— Problem requirements —
Omitting the images, transcribe the records below exactly as they stand.

┄┄┄┄┄┄┄┄┄┄┄┄┄┄┄┄┄┄┄┄

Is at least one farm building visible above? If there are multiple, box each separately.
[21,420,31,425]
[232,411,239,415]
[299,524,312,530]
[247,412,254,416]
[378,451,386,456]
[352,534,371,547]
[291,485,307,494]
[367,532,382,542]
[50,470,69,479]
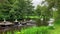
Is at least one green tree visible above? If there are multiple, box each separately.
[0,0,12,21]
[0,0,34,21]
[10,0,34,20]
[45,0,60,24]
[34,5,42,26]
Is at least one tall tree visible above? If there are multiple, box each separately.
[0,0,34,21]
[45,0,60,24]
[35,5,42,26]
[9,0,34,20]
[0,0,12,20]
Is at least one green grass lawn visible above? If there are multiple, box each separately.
[50,24,60,34]
[19,24,60,34]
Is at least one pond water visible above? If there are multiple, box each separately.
[0,18,55,34]
[0,23,36,34]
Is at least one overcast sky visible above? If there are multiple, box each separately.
[32,0,57,11]
[32,0,45,6]
[32,0,45,8]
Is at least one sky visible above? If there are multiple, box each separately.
[32,0,45,8]
[32,0,57,11]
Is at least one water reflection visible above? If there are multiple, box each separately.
[0,20,36,34]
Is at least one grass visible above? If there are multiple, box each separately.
[50,24,60,34]
[20,26,50,34]
[2,26,50,34]
[15,24,60,34]
[50,20,60,34]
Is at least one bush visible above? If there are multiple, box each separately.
[20,26,50,34]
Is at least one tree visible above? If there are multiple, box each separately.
[34,5,51,26]
[35,5,41,16]
[0,0,12,21]
[34,5,42,26]
[45,0,60,24]
[0,0,34,21]
[10,0,34,20]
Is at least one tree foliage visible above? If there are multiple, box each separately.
[45,0,60,18]
[0,0,34,21]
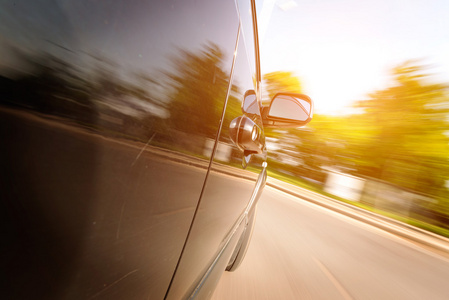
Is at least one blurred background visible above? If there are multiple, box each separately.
[256,0,449,237]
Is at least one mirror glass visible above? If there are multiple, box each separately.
[268,94,311,121]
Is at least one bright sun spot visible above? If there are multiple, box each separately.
[257,0,449,116]
[299,43,389,115]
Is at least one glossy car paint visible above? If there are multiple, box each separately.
[0,0,265,299]
[165,1,267,296]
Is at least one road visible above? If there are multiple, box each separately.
[212,186,449,300]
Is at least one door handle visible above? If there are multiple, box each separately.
[229,116,264,168]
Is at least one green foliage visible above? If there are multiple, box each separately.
[355,62,449,193]
[263,71,302,100]
[166,42,230,138]
[267,62,449,227]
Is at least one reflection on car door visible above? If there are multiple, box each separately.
[165,1,267,298]
[0,0,241,299]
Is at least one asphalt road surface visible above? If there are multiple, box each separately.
[212,186,449,300]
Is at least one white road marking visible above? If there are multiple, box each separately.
[313,256,354,300]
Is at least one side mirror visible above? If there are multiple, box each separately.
[262,93,313,128]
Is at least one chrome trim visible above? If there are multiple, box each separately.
[244,165,267,217]
[235,115,245,152]
[188,214,246,299]
[188,167,267,298]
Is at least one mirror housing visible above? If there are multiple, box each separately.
[241,89,259,115]
[262,93,313,128]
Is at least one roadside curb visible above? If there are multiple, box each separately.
[265,177,449,255]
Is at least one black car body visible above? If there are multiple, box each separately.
[0,1,312,299]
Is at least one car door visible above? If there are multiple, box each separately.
[0,1,240,299]
[164,1,268,298]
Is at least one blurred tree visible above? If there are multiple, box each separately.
[263,71,302,100]
[356,62,449,189]
[353,62,449,225]
[266,114,358,184]
[0,51,97,121]
[166,42,231,138]
[265,62,449,227]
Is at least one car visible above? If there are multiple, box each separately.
[0,0,312,299]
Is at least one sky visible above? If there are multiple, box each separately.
[256,0,449,115]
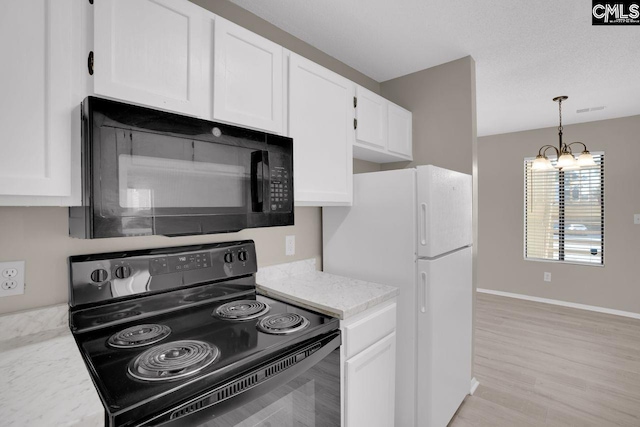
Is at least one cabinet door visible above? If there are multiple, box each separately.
[355,85,387,150]
[0,0,76,199]
[94,0,205,117]
[289,54,353,206]
[213,17,283,134]
[387,102,413,158]
[345,332,396,427]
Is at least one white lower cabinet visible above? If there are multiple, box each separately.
[289,53,354,206]
[341,300,397,427]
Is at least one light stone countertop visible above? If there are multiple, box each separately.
[256,259,398,320]
[0,304,104,427]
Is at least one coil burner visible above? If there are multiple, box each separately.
[215,300,270,321]
[108,324,171,349]
[256,313,310,335]
[129,340,219,382]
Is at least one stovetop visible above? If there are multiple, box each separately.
[76,293,337,414]
[68,241,340,426]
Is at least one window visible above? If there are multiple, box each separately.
[524,153,604,265]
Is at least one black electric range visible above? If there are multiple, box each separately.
[69,241,340,426]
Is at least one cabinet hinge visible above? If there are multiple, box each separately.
[354,118,358,130]
[88,51,94,75]
[353,97,357,108]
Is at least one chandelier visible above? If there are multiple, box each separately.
[532,96,596,171]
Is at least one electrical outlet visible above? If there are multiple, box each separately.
[286,235,295,256]
[0,261,25,297]
[634,214,640,225]
[544,272,551,282]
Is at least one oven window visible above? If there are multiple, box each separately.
[186,348,340,427]
[118,154,246,209]
[216,380,317,426]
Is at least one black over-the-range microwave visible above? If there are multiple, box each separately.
[69,97,294,239]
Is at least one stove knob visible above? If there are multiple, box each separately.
[114,265,131,279]
[224,253,234,263]
[238,251,248,262]
[90,269,108,283]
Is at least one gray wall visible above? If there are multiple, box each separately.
[353,159,382,174]
[380,56,477,175]
[0,207,320,314]
[0,0,380,316]
[478,115,640,313]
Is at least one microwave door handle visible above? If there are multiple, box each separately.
[250,151,266,212]
[262,151,270,212]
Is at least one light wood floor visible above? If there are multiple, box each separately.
[449,292,640,427]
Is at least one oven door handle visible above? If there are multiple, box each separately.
[250,150,270,212]
[141,331,341,427]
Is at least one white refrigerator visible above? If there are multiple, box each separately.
[323,165,473,427]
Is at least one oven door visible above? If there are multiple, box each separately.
[142,332,341,427]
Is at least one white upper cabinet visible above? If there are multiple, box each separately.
[355,85,388,150]
[212,17,283,134]
[289,53,354,206]
[0,0,82,204]
[387,102,413,158]
[353,85,413,163]
[93,0,205,117]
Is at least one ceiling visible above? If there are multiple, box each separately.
[228,0,640,136]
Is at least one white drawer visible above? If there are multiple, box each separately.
[343,302,396,359]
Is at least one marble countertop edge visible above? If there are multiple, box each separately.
[256,285,347,319]
[256,264,398,320]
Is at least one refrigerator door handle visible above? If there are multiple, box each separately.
[420,203,427,247]
[420,271,428,313]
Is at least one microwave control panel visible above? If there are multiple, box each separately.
[269,165,292,213]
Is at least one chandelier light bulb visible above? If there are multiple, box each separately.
[577,151,596,167]
[532,155,553,171]
[557,152,577,169]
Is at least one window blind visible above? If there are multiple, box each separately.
[524,153,604,265]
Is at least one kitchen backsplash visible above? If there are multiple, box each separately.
[0,206,321,315]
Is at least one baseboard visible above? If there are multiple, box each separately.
[477,288,640,320]
[470,377,480,395]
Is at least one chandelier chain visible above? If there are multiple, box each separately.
[558,98,563,132]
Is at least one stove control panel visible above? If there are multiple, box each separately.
[69,241,257,307]
[90,269,108,283]
[114,265,131,279]
[150,252,211,275]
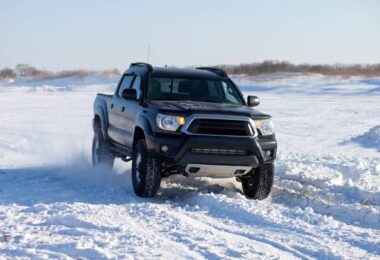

┄┄┄┄┄┄┄┄┄┄┄┄┄┄┄┄┄┄┄┄

— Result —
Is at least one farm building visible above? If there are multiple, box each separately.
[21,420,31,425]
[232,411,239,415]
[299,524,312,530]
[247,412,254,416]
[378,451,386,456]
[352,534,371,547]
[291,485,307,494]
[367,532,382,542]
[50,470,69,479]
Is at least one green tree visible above? If there are multiple, box each separately.
[0,0,12,21]
[0,0,34,21]
[10,0,34,20]
[45,0,60,24]
[34,5,42,26]
Is at least one tall tree visible above? If there are multiple, box each separately.
[0,0,34,21]
[45,0,60,24]
[35,5,42,26]
[9,0,34,20]
[0,0,12,20]
Is at least one green grass lawn visible above? If there are multiple, box each separately.
[50,24,60,34]
[19,24,60,34]
Is at least one pond water visible above? If there are multiple, box each separately.
[0,18,55,34]
[0,23,36,34]
Is at least one overcast sky visible above? If there are multiple, box each separately.
[32,0,57,11]
[32,0,45,6]
[32,0,45,8]
Is at least one sky visible above? If there are multiple, box each separately.
[32,0,45,8]
[32,0,57,11]
Is at least one water reflection visible above? If there are multiple, box each separately.
[0,20,36,34]
Is at least one grass visible above? If there are multiple, box each separately.
[50,24,60,34]
[20,26,50,34]
[2,26,50,34]
[15,24,60,34]
[50,20,60,34]
Is at least one bush visible above? If there are multiple, box each separately.
[20,26,50,34]
Is at least one tree visible above? If there are multiple, box each separately.
[34,5,51,26]
[35,5,41,16]
[0,0,12,21]
[34,5,42,26]
[45,0,60,24]
[0,0,34,21]
[10,0,34,20]
Is at least one tree foliage visible above? If there are multiple, box each separately.
[45,0,60,18]
[0,0,34,21]
Is at least one blurred background visible above? If there are multiple, box each separately.
[256,0,449,237]
Is at least one mirror glass visible above? If there are multiple, box each separately.
[268,94,311,121]
Is at least one bright sun spot visible above? If there are multiple, box each separately.
[257,0,449,116]
[299,43,389,115]
Is at least one glossy car paint visible above? If there are multiple, box each separately.
[0,0,265,299]
[165,1,267,296]
Is at least one road visible above? If there are multiple, box each separately.
[212,186,449,300]
Is at least one door handle visible above? If there are multiple, box each separately.
[229,116,264,168]
Is at least one green foliage visible above? If there are multiple, box each separately.
[355,62,449,193]
[263,71,302,100]
[166,42,230,138]
[267,62,449,227]
Is at least one reflection on car door visible above? If there are multiple, box each separately.
[165,1,267,298]
[0,0,241,299]
Is at least one asphalt road surface visible above? If there are multiple, box each separately.
[212,186,449,300]
Is at least one white road marking visible above? If there are multiple, box each separately.
[313,256,354,300]
Is at least one side mirror visible above? If there are multiple, box each separately.
[262,93,313,128]
Is at least one chrome trim visible above? If there are multiple, box each separately.
[244,165,267,217]
[235,115,245,152]
[188,214,246,299]
[188,167,267,298]
Is at least one mirror housing visible above? If there are multiple, box each separately.
[241,89,259,115]
[262,93,313,128]
Is at least one roadside curb visible above? If there are multiple, box each separately.
[265,177,449,255]
Is at least one black car body visible above? If there are multiple, box each separately.
[0,1,312,299]
Is at least one car door visible above? If there are multiple, box each separately.
[0,1,240,299]
[164,1,268,298]
Is at least one blurred tree visible above? If there are multiple, box each separately.
[263,71,302,100]
[356,62,449,189]
[353,62,449,225]
[266,114,358,184]
[0,51,97,121]
[166,42,231,138]
[265,62,449,227]
Is at least one car visible above? If there are multiple, box each separately.
[0,0,312,299]
Is at least one sky visible above? If there are multiple, box each separately.
[256,0,449,115]
Is at least one cabinet door visible above? If there are multiple, box each separately.
[355,85,387,150]
[0,0,76,199]
[94,0,205,117]
[289,54,353,206]
[213,17,283,134]
[387,102,413,158]
[345,332,396,427]
Is at least one white lower cabinet visible above? If there are multiple, box each separately.
[289,53,354,206]
[341,300,397,427]
Is at least one light stone countertop visible above? If there are multiple, box each separately.
[256,259,398,320]
[0,304,104,427]
Is at least one coil burner visible above? If there are multiple, box each separately.
[215,300,270,321]
[108,324,171,349]
[256,313,310,335]
[129,340,219,382]
Is at least one stovetop visible above? If there are multiple, box each separately.
[76,293,337,414]
[68,241,340,426]
Is at least one window visible above? If there are multiple, box each separately.
[524,153,604,265]
Is at least one black electric range visible above? If there are multiple, box each separately.
[69,241,340,426]
Is at least one cabinet hinge visible above? If there are multiple, box each separately.
[354,118,358,130]
[88,51,94,75]
[353,97,357,108]
Is at least one chandelier visible above? If there are multiple, box each separately.
[532,96,596,171]
Is at least one electrical outlet visible above? If there are multiple, box each separately.
[286,235,295,256]
[0,261,25,297]
[634,214,640,225]
[544,272,551,282]
Is at least one oven window visible above? If there are multiple, box each separately.
[186,348,340,427]
[118,154,246,209]
[216,380,317,426]
Is at least one black over-the-range microwave visible above? If there are multiple, box each separately.
[69,97,294,239]
Is at least one stove knob visible above? If there are multiple, box each separately.
[114,265,131,279]
[224,253,234,263]
[238,251,248,262]
[90,269,108,283]
Is at least one gray wall visible above? If there are multiple, box each separately.
[353,159,382,174]
[380,56,477,175]
[0,207,320,314]
[0,0,380,316]
[478,115,640,313]
Is at least one microwave door handle visible above? If there are multiple, box each separately.
[250,151,266,212]
[262,151,270,212]
Is at least one light wood floor visible above? If there are multiple, box each separately.
[449,292,640,427]
Is at least one oven door handle visible above? If there are multiple, box each separately.
[250,150,270,212]
[141,331,341,427]
Is at least one white refrigerator visible above? If there are multiple, box each separately.
[323,165,473,427]
Is at least one oven door visible above? If there are multiple, box each separately.
[142,332,341,427]
Is at least one white upper cabinet visible above? If there are multiple, box each separately.
[355,85,388,150]
[212,17,283,134]
[289,53,354,206]
[0,0,82,204]
[387,102,413,158]
[353,85,413,163]
[93,0,205,117]
Is at least one ceiling visible above? If there are multiple, box each separately.
[228,0,640,136]
Is at least one white drawer visible above? If there are multiple, box each separately.
[343,302,396,359]
Is at least one marble countertop edge visible above? If there are multiple, box each separately.
[256,285,347,319]
[256,264,398,320]
Is at least one refrigerator door handle visible above? If there are multiple, box each separately.
[420,203,427,247]
[420,271,428,313]
Is at least one microwave control panel visible above? If there are multiple, box each separately.
[269,165,292,213]
Is at least one chandelier light bulb visible above? If there are multiple, box each separately.
[577,151,596,167]
[532,155,553,171]
[557,152,577,169]
Is at least one window blind visible above? If there are multiple, box each separately.
[524,153,604,265]
Is at least one kitchen backsplash visible above? If there are multiple, box each separately.
[0,206,321,315]
Is at least one baseboard visible above? If there are multiple, box each separately.
[477,288,640,320]
[470,377,480,395]
Is at least one chandelier chain visible above? If there are multiple, box each separately.
[558,98,563,132]
Is at least one stove control panel visible above? If there are multiple, box each separately.
[69,241,257,307]
[90,269,108,283]
[114,265,131,279]
[150,252,211,275]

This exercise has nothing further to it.